**Document text:**
MINNEAPOLIS -- Wild forward Zach Parise's friendship with Twins first baseman Joe Mauer wasn't born out of a shared kinship over their Minnesota roots.
It didn't spring from the coincidence that they grew up playing on fields and in rinks that were a quick drive up I-494 from each other, all those days spent honing their crafts before they began playing on the most significant field and ice sheet in the state.
What drew Parise and Mauer together initially was -- what else? -- a conversation about strollers.
"I remember texting them and asking them something about twins, knowing we were having twins," Parise said. "I think I asked them something stupid like what kind of stroller they had because my wife wanted to know."
"The first conversation we really had was, 'Hey, what kind of stroller do you have?'" Mauer said. "Probably not what you'd expect."
You don't have to look far to find the parallels that bind Parise and Mauer. As home-grown Minnesotans, they feel the weight of the state's expectations and dreams more acutely than the average pitcher from Kansas or defenseman from Ontario. Mauer married his high school sweetheart, Maddie, and Parise met his wife, Alisha, while he was attending the University of North Dakota.
And, of course, there's the twins: The Mauers welcomed Maren and Emily in July of 2013, and a little more than six months later, the Parises added Jaxson and Emelia to their family.
Hence the stroller talk.

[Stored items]
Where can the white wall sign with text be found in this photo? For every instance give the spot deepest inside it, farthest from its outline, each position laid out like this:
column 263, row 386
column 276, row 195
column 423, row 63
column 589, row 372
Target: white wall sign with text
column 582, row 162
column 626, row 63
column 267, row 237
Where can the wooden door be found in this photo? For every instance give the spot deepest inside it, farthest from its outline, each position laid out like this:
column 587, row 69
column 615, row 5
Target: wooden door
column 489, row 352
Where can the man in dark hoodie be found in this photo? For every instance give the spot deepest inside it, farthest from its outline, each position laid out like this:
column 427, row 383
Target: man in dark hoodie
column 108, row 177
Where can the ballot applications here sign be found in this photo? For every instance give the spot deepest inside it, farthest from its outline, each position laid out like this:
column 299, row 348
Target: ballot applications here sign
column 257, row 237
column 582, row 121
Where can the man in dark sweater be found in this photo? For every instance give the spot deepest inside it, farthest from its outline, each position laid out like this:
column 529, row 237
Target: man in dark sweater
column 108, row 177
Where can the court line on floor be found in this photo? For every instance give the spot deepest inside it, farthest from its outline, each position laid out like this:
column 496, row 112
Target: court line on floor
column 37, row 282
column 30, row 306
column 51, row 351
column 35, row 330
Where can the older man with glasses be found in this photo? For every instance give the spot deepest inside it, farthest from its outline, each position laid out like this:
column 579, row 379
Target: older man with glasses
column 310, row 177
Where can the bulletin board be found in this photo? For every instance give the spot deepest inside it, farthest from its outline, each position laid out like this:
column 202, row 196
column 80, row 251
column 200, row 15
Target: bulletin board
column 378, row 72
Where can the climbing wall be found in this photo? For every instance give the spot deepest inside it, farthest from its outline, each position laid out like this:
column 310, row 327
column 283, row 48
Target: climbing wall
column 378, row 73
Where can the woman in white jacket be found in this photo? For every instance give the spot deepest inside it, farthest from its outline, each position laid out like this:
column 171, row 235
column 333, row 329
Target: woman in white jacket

**Exercise prompt:** Retype the passage of the article about Zach Parise and Joe Mauer between "It didn't spring" and "conversation about strollers.", inclusive.

**Your response:**
It didn't spring from the coincidence that they grew up playing on fields and in rinks that were a quick drive up I-494 from each other, all those days spent honing their crafts before they began playing on the most significant field and ice sheet in the state.
What drew Parise and Mauer together initially was -- what else? -- a conversation about strollers.